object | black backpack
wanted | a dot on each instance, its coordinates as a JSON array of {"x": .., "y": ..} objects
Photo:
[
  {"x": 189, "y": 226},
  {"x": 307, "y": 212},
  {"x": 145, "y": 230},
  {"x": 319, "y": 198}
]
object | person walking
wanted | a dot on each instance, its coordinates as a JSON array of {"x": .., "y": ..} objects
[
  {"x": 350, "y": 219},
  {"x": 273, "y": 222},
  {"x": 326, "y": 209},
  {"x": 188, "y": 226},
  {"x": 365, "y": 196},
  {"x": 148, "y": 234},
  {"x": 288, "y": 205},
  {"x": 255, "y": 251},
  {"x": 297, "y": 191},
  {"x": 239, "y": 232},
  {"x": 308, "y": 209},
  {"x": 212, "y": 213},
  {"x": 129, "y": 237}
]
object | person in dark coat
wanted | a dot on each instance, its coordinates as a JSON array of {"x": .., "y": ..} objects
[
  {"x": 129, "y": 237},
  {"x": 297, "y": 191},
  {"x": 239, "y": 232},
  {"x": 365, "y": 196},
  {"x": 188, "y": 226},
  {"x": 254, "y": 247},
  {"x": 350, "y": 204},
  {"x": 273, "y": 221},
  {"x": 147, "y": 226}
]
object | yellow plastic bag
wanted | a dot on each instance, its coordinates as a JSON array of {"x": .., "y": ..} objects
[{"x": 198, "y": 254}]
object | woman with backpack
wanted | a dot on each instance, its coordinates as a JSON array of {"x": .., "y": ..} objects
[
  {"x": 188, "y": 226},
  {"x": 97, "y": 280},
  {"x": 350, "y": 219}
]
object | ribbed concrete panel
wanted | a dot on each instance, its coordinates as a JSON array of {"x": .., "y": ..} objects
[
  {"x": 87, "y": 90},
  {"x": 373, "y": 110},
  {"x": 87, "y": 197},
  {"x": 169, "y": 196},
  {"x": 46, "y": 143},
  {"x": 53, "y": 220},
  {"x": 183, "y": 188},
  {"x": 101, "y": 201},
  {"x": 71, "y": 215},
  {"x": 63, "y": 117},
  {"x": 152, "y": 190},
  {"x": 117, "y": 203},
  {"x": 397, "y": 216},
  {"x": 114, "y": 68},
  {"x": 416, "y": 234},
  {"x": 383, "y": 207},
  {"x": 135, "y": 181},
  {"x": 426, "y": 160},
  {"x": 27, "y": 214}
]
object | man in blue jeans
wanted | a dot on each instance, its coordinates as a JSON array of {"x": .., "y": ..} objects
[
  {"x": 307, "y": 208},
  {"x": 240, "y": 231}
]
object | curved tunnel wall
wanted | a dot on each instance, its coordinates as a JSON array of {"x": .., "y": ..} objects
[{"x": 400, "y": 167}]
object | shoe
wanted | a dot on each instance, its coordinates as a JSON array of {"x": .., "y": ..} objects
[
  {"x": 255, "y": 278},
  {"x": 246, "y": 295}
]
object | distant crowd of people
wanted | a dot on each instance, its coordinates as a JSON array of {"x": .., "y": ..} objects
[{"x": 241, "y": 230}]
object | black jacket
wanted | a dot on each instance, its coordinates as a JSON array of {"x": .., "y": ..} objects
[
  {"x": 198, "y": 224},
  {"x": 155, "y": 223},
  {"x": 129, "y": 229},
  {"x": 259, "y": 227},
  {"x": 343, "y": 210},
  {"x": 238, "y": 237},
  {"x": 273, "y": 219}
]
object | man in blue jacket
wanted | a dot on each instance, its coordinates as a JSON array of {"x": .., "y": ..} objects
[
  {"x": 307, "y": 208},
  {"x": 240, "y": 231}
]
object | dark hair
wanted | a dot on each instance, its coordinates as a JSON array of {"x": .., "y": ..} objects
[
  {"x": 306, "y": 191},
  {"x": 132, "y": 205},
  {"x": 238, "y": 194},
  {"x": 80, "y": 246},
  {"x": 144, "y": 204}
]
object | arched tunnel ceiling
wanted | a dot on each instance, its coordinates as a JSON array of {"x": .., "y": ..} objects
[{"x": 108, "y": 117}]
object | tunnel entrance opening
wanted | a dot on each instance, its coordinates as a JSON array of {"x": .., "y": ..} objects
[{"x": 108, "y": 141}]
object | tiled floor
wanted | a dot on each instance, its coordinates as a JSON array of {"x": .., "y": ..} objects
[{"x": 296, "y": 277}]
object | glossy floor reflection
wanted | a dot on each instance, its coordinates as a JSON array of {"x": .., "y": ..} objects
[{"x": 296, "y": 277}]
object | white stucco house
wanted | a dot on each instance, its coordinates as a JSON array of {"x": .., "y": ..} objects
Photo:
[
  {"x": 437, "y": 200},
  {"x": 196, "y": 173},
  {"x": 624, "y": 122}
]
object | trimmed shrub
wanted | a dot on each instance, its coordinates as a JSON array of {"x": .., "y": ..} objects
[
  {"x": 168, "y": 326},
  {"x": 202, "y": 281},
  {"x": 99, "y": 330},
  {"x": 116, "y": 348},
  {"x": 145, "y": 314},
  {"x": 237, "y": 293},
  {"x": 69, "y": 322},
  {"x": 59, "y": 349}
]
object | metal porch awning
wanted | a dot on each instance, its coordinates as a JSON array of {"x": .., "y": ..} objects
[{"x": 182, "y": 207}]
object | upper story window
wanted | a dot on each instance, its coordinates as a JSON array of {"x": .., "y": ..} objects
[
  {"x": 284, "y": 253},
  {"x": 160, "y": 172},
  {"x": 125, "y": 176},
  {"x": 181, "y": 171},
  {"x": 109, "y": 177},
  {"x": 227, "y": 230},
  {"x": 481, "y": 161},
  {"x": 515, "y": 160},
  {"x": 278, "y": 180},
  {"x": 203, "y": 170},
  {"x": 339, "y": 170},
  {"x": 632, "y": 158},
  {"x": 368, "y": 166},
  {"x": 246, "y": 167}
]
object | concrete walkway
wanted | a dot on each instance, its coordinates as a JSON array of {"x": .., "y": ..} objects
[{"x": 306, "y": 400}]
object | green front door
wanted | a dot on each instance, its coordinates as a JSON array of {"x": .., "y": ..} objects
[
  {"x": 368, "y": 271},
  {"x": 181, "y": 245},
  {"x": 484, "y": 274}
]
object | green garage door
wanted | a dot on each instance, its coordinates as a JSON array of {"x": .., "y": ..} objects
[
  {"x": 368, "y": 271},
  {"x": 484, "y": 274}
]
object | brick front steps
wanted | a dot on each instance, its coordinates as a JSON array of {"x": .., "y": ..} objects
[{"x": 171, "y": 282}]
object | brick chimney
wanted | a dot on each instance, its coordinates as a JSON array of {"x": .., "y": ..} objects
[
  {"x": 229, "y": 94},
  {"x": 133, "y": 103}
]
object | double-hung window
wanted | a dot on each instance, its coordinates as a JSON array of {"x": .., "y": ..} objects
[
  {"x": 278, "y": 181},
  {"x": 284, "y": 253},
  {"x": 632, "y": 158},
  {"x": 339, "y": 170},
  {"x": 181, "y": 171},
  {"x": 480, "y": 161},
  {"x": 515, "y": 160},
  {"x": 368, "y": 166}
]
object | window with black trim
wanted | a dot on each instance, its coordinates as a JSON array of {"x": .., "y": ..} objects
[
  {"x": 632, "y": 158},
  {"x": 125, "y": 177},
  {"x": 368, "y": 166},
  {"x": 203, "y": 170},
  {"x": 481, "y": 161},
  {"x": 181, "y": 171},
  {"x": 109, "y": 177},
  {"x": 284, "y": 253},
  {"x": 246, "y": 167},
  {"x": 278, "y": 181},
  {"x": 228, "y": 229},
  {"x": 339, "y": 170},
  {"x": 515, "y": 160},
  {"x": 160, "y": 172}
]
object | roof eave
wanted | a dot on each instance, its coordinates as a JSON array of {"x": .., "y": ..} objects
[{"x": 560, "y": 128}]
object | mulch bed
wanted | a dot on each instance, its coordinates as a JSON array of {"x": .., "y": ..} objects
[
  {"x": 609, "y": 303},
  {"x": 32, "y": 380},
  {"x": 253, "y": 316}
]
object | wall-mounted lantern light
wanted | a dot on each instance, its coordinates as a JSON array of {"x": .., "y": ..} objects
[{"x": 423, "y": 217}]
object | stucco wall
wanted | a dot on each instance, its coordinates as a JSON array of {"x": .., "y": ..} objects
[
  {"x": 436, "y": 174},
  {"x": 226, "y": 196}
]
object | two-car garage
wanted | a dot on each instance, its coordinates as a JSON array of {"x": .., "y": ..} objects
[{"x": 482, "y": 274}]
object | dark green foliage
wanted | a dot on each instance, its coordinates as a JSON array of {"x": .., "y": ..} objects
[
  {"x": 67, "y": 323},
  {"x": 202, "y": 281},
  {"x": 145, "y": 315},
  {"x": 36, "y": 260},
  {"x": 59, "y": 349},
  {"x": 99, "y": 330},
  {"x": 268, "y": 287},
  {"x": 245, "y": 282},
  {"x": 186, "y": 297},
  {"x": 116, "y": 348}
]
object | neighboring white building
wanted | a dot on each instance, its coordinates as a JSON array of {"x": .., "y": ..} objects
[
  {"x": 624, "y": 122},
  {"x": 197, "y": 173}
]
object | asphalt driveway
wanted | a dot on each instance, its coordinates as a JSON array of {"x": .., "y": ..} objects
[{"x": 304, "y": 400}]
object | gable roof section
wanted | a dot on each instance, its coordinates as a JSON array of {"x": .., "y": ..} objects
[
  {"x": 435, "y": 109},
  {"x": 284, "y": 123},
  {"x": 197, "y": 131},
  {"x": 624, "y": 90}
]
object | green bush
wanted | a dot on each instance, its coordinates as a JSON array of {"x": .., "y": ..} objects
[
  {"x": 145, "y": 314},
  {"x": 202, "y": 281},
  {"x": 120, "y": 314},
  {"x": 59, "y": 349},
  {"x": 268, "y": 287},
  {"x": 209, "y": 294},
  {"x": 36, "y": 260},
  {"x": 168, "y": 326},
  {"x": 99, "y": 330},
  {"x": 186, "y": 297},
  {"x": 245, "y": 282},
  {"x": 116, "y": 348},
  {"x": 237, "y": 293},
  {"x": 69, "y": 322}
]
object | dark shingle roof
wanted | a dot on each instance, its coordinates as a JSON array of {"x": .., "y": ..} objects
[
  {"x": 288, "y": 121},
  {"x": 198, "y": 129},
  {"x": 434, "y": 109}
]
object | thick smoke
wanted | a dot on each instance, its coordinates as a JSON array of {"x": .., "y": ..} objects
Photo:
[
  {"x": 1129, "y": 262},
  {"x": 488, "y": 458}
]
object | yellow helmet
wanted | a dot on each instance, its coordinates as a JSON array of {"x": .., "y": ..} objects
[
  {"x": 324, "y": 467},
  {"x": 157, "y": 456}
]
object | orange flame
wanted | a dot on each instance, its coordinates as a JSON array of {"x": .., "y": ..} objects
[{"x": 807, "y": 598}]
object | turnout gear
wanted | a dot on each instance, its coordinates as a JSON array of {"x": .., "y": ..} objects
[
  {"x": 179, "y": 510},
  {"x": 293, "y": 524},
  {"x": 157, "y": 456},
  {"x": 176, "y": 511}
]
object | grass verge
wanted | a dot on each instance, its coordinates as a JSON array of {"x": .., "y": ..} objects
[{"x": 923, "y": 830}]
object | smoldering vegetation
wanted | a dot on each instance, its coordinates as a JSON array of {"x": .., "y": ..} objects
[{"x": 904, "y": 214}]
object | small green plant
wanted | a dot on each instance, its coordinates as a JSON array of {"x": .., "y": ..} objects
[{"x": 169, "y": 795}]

=======

Action item: Return exactly, and only, the lines above starting at the line that contains "object | gable roof section" and ending at the line that contains "object | green bush".

Response to this exercise:
object | gable roof section
wanted | a dot on each instance, its coordinates as a JSON array of {"x": .., "y": ..} objects
[
  {"x": 435, "y": 109},
  {"x": 284, "y": 123},
  {"x": 197, "y": 131},
  {"x": 624, "y": 90}
]
object | green bush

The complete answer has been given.